CHECK YOUR UNDERSTANDING:
1. From the science fiction story review, pull out everything from "Of the stories" down to "to the field.", copying it word for word.
2. Write what comes next in the science fiction story review, starting after its last sentence.

SOURCE DOCUMENT:
◇ ◇ ◇ ◇ ◇ ◇ ◇

Of the stories under review in this section, this one had the strongest execution of an exposition heavy ending and I think that’s because its purpose was to titillate more than to philosophize or convey an idea. I’m not trashing this story as science fiction, mind you. On the level of exogamy, the story is a horny reversal of Philip José Farmer’s The Lovers and therefore a worthy contribution to the field.
“The Star Gypsies” by William Lindsey Gresham
I’d been putting off reading this one, which first ran in the July 1953 issue of F&SF, because I feared the title implied that Romani were going to be used as some kind of metaphor for something else in a cringe way. It’s better than that in the sense the story actually is about Romani people in a post-apocalyptic setting and worse in the sense that it implies that Romani before the nuclear war were basically out of touch with modern society and felt culturally entitled to steal and in even in the post-apocalyptic context are unwilling to do the socially necessary labor to feed themselves.
Instead of working the Romani peddle in antique knowledge, teaching pre-modern technologies to the settled people, who live in a pitiful simulacrum of the old civilization, in exchange for gifts of food and cloth. This is the main science fiction idea in the story.
The plot is a love story about Fedar, a half-Romani prince named after FDR, leaving his adoptive father the king Johnny’s caravan to join a village because he has fallen for a non-Romani girl Thene. There’s a love triangle involving a young blacksmith named Klem whom Fedar fights and then following a tornado befriends and makes his blood brother.
The tornado destroys the village’s manually pulled combine and flattens all the wheat in the field. Knowing no way to harvest the wheat before it rots, all of the adults in the village succumb to a psychological disorder called the heartsickness. They return what of their houses the tornado didn’t destroy and passively await death to overtake them.

◇ ◇ ◇ ◇ ◇ ◇ ◇

SUPPLIED MATERIAL:
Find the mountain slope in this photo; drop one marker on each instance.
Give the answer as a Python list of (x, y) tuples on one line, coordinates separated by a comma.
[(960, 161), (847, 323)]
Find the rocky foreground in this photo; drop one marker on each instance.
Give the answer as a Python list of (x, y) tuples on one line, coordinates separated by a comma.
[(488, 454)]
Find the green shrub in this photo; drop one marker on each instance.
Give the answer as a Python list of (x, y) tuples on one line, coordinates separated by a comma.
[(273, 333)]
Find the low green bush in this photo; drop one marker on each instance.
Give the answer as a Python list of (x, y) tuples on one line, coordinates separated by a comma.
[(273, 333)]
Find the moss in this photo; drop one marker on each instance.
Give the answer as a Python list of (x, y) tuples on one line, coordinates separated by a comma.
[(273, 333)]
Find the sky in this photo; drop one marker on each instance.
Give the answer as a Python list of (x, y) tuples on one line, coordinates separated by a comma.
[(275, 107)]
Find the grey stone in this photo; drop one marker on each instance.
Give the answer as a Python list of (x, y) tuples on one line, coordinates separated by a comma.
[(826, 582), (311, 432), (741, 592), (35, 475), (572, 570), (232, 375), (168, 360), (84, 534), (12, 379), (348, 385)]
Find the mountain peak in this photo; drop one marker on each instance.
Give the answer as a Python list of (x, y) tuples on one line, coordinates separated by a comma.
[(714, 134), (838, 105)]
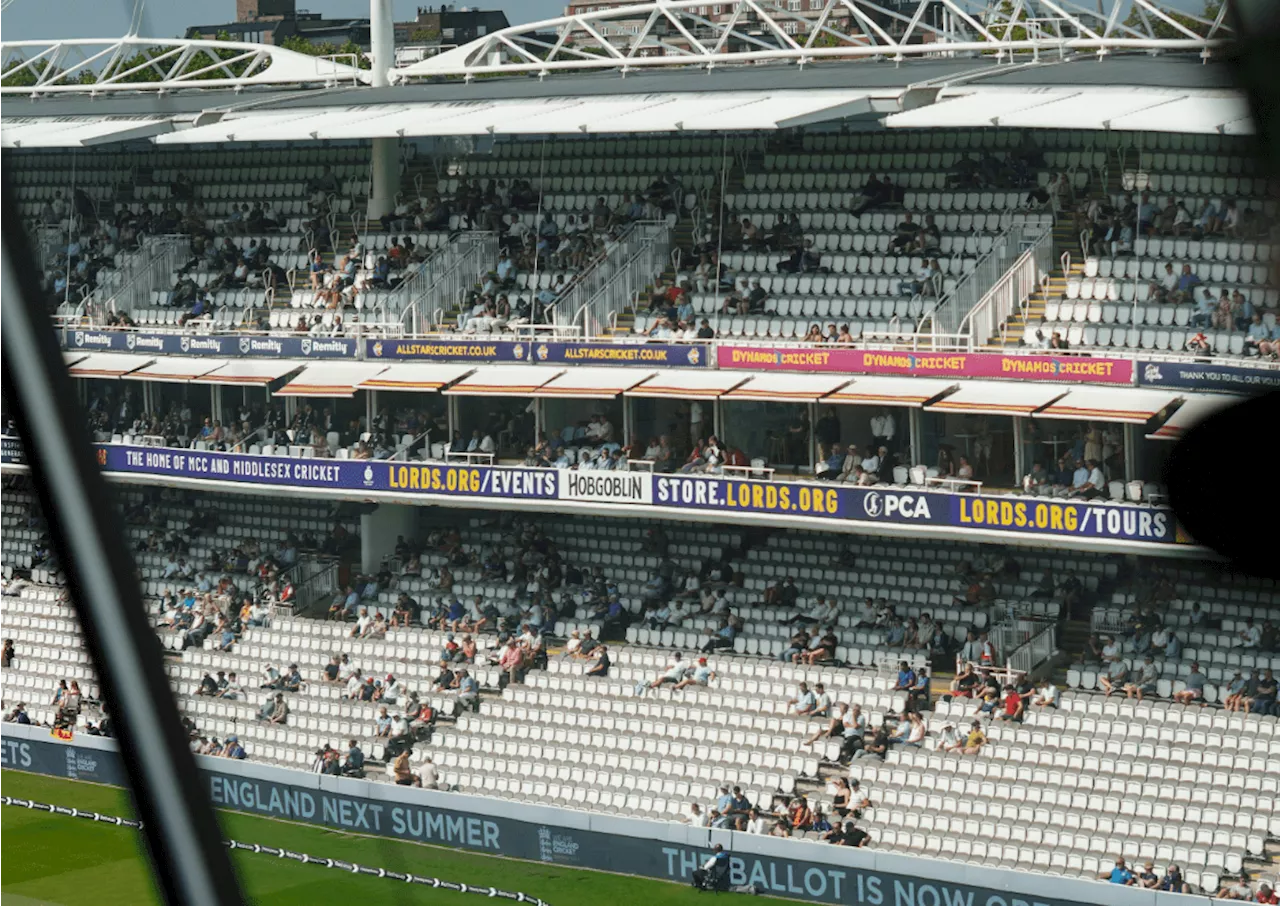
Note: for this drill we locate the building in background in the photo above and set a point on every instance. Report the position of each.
(279, 21)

◇ ◇ ◇ ◇ ◇ ◇ ◇

ACTIVITY ANSWERS:
1.
Of the stories under review in this section, this one had the strongest execution of an exposition heavy ending and I think that’s because its purpose was to titillate more than to philosophize or convey an idea. I’m not trashing this story as science fiction, mind you. On the level of exogamy, the story is a horny reversal of Philip José Farmer’s The Lovers and therefore a worthy contribution to the field.

2.
The youth have more pluck. Fedar and Klem work together to smith into shape some warped bicycles which they and Thene use to chase down Johnny’s caravan to get information about how to harvest wheat without a combine. Johnny shares with Klem the secret of sickles and adopts back Fedar along with his new wife Thene into the Romani caravan. Fedar, who once again will one day be king, declares a new dispensation that they will now share their secrets with the non-Romani freely.
The disjointed and unsuccessful exposition at the end is that the Romani were aliens all along and that they taught non-Romani people the use of fire and tools upon their advent on the planet. Non-Romani who escaped Earth before the nuclear war would have found more Romani in space. What’s more history has a long cyclical shape of non-Romani becoming too powerful and crushing the Romani before destroying themselves and then the Romani lording their secrets over the self-destructed non-Romani before the cycle begins anew. The prince Fedar’s new dispensation is merely another turn in the old cycle. These details feel rushed and tacked on and are therefore underexplored.
Gresham’s questionable project of portraying the usefulness of the seemingly uncanny pre-modern knowledge of the Romani in a post-apocalyptic context and conveying the idea of a cyclical shape to history driven by a dialectic between Romani and non-Romani would have been better served by telegraphing the latter idea sooner. The two ideas enhance and provide context for one another. The Romani as ancient astronauts idea might have been better left on the cutting room floor.
Conclusion
The use of exposition heavy endings, including surprise and trick endings, do not enhance science fiction as a literature of ideas. While they can be used to enhance the drama of a story, as in “All of You,” abruptly inserting ideas at the end of a story is not a good way to philosophize or consider concepts because ideas inserted in this way are not given room to breathe.